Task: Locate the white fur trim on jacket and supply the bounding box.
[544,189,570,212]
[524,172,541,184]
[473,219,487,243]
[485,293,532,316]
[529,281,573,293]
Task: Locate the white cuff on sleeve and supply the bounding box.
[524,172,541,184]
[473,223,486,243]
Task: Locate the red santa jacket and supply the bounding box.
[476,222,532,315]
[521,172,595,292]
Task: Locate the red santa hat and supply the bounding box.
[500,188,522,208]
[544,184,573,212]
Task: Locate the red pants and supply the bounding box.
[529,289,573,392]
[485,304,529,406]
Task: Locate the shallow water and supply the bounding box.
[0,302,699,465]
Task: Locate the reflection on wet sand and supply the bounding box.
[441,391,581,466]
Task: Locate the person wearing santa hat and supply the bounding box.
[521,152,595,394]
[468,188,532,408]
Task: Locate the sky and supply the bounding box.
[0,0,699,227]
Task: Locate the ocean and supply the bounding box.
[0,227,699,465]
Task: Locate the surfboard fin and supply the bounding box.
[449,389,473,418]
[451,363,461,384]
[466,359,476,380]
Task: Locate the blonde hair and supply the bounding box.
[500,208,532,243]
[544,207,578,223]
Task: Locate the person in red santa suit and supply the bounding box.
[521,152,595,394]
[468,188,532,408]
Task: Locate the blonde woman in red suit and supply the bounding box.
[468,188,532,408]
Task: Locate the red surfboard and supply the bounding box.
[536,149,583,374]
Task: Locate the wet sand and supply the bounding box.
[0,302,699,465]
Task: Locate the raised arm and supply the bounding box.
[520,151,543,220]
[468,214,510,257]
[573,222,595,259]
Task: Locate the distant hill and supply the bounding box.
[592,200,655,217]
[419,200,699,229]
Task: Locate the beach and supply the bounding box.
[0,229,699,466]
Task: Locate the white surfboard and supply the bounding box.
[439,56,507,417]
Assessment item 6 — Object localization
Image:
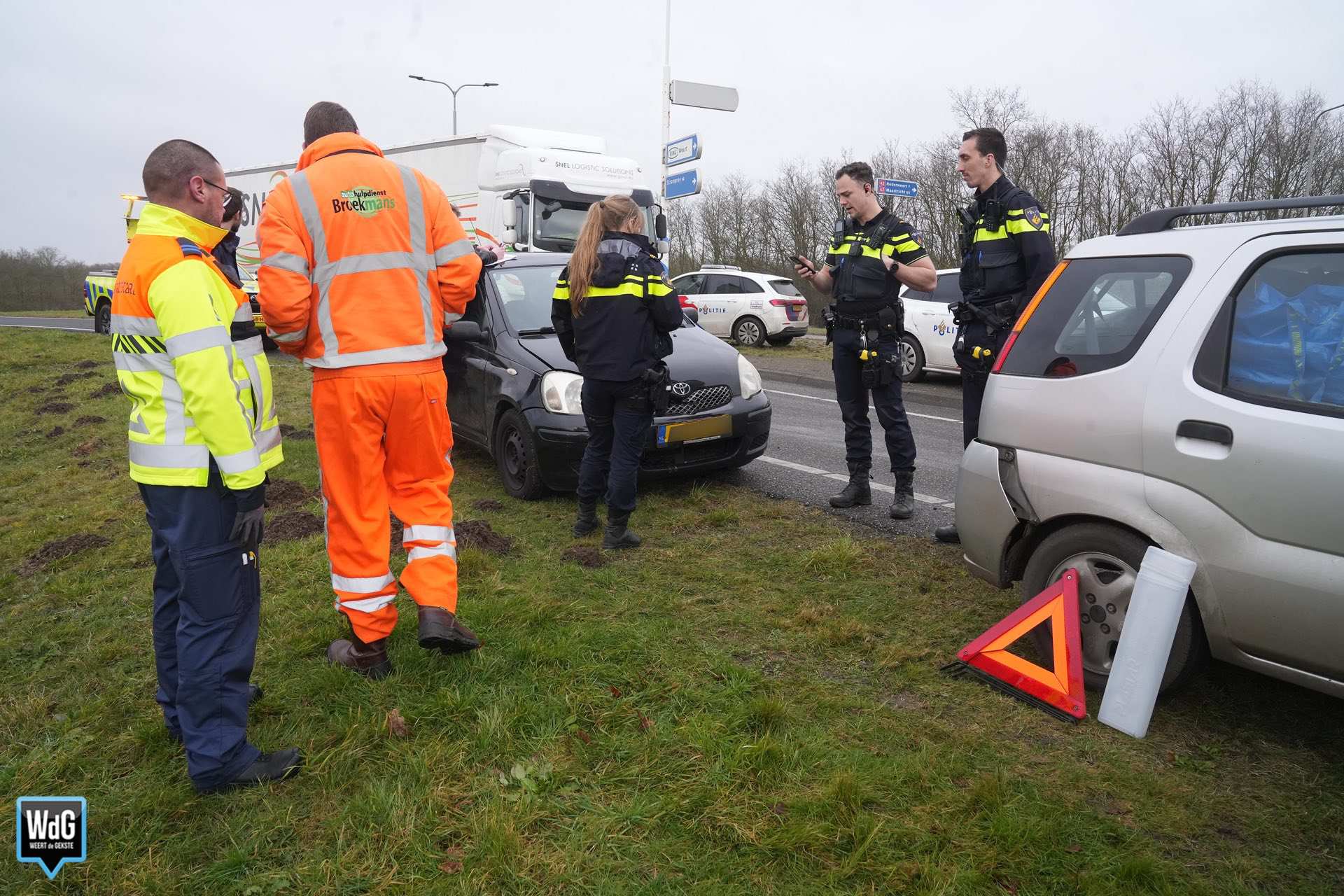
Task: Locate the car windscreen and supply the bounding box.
[489,265,563,332]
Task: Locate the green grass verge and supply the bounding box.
[0,332,1344,896]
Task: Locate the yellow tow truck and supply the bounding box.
[85,193,270,334]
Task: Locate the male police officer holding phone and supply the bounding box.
[796,161,938,520]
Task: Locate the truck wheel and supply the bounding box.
[495,408,546,501]
[732,317,764,348]
[899,333,925,383]
[1021,523,1208,693]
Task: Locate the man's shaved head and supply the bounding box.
[304,99,359,146]
[141,140,219,204]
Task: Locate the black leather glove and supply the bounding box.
[228,482,266,552]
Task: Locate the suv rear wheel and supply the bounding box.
[1021,523,1208,693]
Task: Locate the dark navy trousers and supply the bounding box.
[140,465,260,788]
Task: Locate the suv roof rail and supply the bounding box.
[1119,195,1344,237]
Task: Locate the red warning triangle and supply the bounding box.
[957,570,1087,720]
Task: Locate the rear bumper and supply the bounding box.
[957,440,1017,589]
[526,392,770,491]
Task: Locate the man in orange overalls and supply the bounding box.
[257,102,481,678]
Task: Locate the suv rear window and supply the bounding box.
[1001,255,1191,376]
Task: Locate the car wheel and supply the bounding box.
[495,410,546,501]
[1021,523,1208,693]
[732,317,764,348]
[900,333,925,383]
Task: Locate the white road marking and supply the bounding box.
[757,459,955,510]
[766,388,961,423]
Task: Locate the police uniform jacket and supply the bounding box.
[961,174,1055,313]
[551,231,682,382]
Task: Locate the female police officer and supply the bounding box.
[551,196,682,548]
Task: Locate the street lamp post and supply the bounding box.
[406,75,498,137]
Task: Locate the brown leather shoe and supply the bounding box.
[416,607,481,654]
[327,634,393,681]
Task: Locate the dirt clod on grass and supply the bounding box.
[266,479,317,506]
[453,520,513,554]
[561,544,612,570]
[265,510,323,541]
[19,533,111,575]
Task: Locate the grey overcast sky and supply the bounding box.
[0,0,1344,262]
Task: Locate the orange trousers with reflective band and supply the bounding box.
[313,358,457,642]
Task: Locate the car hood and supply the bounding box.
[519,326,739,395]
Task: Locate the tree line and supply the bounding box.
[668,82,1344,314]
[0,246,117,312]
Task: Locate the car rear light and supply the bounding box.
[989,259,1068,373]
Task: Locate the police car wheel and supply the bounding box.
[900,333,925,383]
[732,317,764,348]
[1021,523,1208,693]
[495,410,546,501]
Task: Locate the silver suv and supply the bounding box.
[957,196,1344,696]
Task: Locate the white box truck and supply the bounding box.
[225,125,666,278]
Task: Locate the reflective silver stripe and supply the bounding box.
[434,239,476,267]
[304,340,446,370]
[266,326,308,342]
[332,571,396,594]
[257,426,279,454]
[313,253,419,286]
[402,525,454,544]
[129,442,210,470]
[111,314,159,336]
[406,544,457,563]
[396,165,444,345]
[164,325,232,357]
[336,594,396,612]
[215,447,260,474]
[111,352,174,376]
[260,252,312,276]
[289,171,340,357]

-------------------------

**Aim of the task**
Format all of the records above as a two-column CSV with the header columns "request" and "boxes". Give one row for each request: its text and its answer, each in a single quoted field with line breaks replaced by spaces. Leave out the pictures.

**Answer to the task**
request,boxes
"Task: Locate the white fur trim on jacket and supply the bounding box.","[544,189,570,212] [524,172,541,184] [473,219,487,243] [485,293,532,316] [529,281,573,293]"
"Task: Locate the white cuff on sleeve and supply the bounding box.","[524,172,541,184] [473,223,486,243]"
"Task: Locate the red santa jacket and supply the bounding box.","[476,222,532,315] [521,172,595,292]"
"Task: Locate the red santa hat and supply the bounding box.","[500,188,522,208] [544,184,573,212]"
"Task: Locate the red pants and supply the bounding box.","[529,289,573,392] [485,304,529,406]"
"Task: Locate the shallow water and supply the bounding box.","[0,302,699,465]"
"Task: Locate the reflection on wet sand and supply the bounding box.","[441,391,581,466]"
"Task: Locate the person wearing santa hat and supply the bounding box.","[521,152,595,394] [468,188,532,408]"
"Task: Locate the sky and supply the bounding box.","[0,0,699,227]"
"Task: Locate the ocean and supply the bounding box.","[0,227,699,465]"
"Task: Locate the surfboard fin and supply the bounding box.","[449,389,473,418] [451,363,461,384] [466,359,476,380]"
"Task: Locate the blonde hair and supply the bounding box.","[500,208,532,243] [544,207,578,223]"
"Task: Locate the person in red santa suit and supply the bounding box.","[521,152,595,394] [468,188,532,408]"
"Task: Locate the blonde woman in red suit and supply the bounding box.","[468,188,532,408]"
"Task: Locate the red surfboard and supply the bounding box.","[536,149,583,374]"
"Task: Locate the wet sand and supply the bounding box.","[0,302,699,465]"
"Task: Locate the raised arm and supply the bounding box.","[520,151,543,220] [468,214,510,257] [573,222,595,259]"
"Task: Locate the distant hill and supply the bounding box.","[592,200,655,217] [419,200,699,229]"
"Task: Locate the beach and supply the bounding box.","[0,229,699,466]"
"Task: Locate the white surfboard and supply the bounding box.","[439,56,507,417]"
"Assessment item 6 — Object localization Image: Task: Locate the car windscreen and supply the bounding box.","[489,265,563,332]"
"Task: Locate the green grass verge and supply the bounding box.","[0,332,1344,896]"
"Task: Locate the yellow tow truck and supply the bounding box.","[85,193,270,334]"
"Task: Locate the male police officer holding phone and supply the bounding box.","[796,161,938,520]"
"Task: Locate the truck wheel and supply the bounding box.","[495,408,546,501] [732,317,764,348] [899,333,925,383] [1021,523,1208,693]"
"Task: Locate the man's shaved head and supply the bounding box.","[304,99,359,146] [141,140,219,204]"
"Task: Locate the black leather glove and supply the bounding box.","[228,482,266,552]"
"Task: Locate the suv rear wheel and supply the bounding box.","[1021,523,1208,693]"
"Task: Locate the dark navy trousers and supply the bounding box.","[140,465,260,788]"
"Task: Locate the suv roof rail and supply the bounding box.","[1119,195,1344,237]"
"Task: Locate the red warning triangle and supply the bounding box.","[957,570,1087,720]"
"Task: Locate the rear bumper and supply the bounding box.","[957,440,1017,589] [526,392,770,491]"
"Task: Locate the man in orange overalls and supply the bounding box.","[257,102,481,678]"
"Task: Locate the suv rear window and supply the bounding box.","[1001,255,1191,376]"
"Task: Locate the car wheel and supply the bounding box.","[495,410,546,501] [1021,523,1208,693] [732,317,764,348] [900,333,925,383]"
"Task: Locate the white road marking and supply the bounding box.","[757,459,955,510] [766,388,961,423]"
"Task: Locate the police uniform jacket and supply the bounding box.","[961,174,1055,313] [551,231,682,382]"
"Task: Locate the female police officer and supply the bounding box.","[551,196,682,548]"
"Task: Locate the street lamp post and supply the bounding box.","[406,75,498,137]"
"Task: Locate the brown leather shoe and supply the bounding box.","[416,607,481,654] [327,634,393,681]"
"Task: Locate the dirt clod on grass and supply the bounding box.","[266,479,317,506] [453,520,513,554] [561,544,612,570] [265,510,323,541] [19,533,111,575]"
"Task: Locate the grey overcast sky and supply the bounding box.","[0,0,1344,262]"
"Task: Locate the orange trousers with reflective band and supply the bounding box.","[313,358,457,642]"
"Task: Locate the car hood and supply the bounding box.","[519,326,739,395]"
"Task: Locate the tree line and supply the bounding box.","[668,82,1344,314] [0,246,117,312]"
"Task: Locate the car rear light and supply the bounding box.","[989,259,1068,373]"
"Task: Locate the police car wheel and supply the bounding box.","[900,333,925,383] [732,317,764,348] [1021,523,1208,693] [495,410,546,501]"
"Task: Locate the silver suv and supply the bounding box.","[957,196,1344,696]"
"Task: Locate the white box truck and supply the bounding box.","[225,125,666,278]"
"Task: Locate the reflective silver stripe and supply the bounding box.","[434,239,476,267] [304,340,446,370] [266,326,308,342] [332,571,396,594] [257,426,279,454] [313,253,419,286] [402,525,454,544] [129,442,210,470] [111,314,159,336] [406,544,457,563] [396,165,444,345] [164,325,232,357] [336,594,396,612] [215,447,260,474] [111,352,174,376] [260,252,312,276] [289,171,340,357]"